● EXTRACTED MATERIAL
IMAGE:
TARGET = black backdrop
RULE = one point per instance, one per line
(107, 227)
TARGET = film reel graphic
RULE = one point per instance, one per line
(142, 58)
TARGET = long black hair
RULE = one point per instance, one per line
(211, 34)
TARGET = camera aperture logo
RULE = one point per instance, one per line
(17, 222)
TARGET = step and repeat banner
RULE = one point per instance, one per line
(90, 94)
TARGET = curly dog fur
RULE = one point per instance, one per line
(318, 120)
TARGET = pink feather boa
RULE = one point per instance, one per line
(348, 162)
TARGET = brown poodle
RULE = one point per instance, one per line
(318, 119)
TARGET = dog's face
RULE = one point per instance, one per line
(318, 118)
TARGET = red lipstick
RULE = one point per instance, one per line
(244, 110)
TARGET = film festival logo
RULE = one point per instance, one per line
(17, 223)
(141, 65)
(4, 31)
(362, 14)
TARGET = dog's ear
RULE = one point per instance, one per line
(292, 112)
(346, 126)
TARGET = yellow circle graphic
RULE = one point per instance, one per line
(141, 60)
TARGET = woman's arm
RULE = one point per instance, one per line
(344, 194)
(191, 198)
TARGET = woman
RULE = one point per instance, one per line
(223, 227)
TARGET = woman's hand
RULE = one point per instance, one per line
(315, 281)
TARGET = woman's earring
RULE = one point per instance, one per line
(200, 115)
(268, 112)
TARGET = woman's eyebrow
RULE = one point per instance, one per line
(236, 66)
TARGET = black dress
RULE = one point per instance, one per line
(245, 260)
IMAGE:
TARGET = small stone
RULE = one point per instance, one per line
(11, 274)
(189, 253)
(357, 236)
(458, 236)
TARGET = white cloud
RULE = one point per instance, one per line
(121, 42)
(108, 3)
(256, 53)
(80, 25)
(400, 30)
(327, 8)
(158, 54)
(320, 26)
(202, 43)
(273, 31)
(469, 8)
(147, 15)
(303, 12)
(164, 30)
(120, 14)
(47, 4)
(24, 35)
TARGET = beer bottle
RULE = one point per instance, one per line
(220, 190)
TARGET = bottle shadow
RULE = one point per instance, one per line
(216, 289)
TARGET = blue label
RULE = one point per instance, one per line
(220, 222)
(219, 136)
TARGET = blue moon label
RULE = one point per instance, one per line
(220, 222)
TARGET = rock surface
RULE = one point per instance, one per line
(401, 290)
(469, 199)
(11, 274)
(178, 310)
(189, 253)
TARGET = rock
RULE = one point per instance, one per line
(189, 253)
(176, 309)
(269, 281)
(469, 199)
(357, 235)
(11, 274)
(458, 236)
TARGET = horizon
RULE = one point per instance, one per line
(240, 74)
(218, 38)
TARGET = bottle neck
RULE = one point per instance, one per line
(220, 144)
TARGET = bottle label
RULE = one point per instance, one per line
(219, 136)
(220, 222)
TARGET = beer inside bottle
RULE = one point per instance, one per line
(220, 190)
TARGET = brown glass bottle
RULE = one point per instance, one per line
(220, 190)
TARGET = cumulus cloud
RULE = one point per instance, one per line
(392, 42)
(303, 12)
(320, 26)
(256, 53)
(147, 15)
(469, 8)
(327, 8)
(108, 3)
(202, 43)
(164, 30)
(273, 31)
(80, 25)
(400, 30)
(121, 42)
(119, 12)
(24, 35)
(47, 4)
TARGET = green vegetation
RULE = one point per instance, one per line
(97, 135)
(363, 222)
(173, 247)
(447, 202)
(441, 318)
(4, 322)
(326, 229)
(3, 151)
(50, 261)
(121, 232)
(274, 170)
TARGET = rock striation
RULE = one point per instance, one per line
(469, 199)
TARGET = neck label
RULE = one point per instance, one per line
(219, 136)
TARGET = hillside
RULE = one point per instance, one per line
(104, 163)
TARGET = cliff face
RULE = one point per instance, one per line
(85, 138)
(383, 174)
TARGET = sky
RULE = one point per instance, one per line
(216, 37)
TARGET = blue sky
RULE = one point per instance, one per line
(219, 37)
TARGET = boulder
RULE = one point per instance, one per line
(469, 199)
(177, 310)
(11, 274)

● WORK REQUIRED
Output must consist only of the listing's lines from the first through the line with "TARGET = pink feather boa", reproduced word for word.

● TASK RESPONSE
IMAGE:
TARGET = black backdrop
RULE = one point per instance, one per line
(107, 227)
TARGET = film reel graphic
RULE = one point per instance, one per line
(142, 58)
TARGET = long black hair
RULE = one point per instance, one per line
(211, 34)
TARGET = camera aperture logo
RULE = one point per instance, one per line
(17, 222)
TARGET = step and repeat banner
RULE = one point per instance, one per line
(90, 94)
TARGET = curly dog fur
RULE = one point per instance, one per line
(318, 120)
TARGET = pink feather boa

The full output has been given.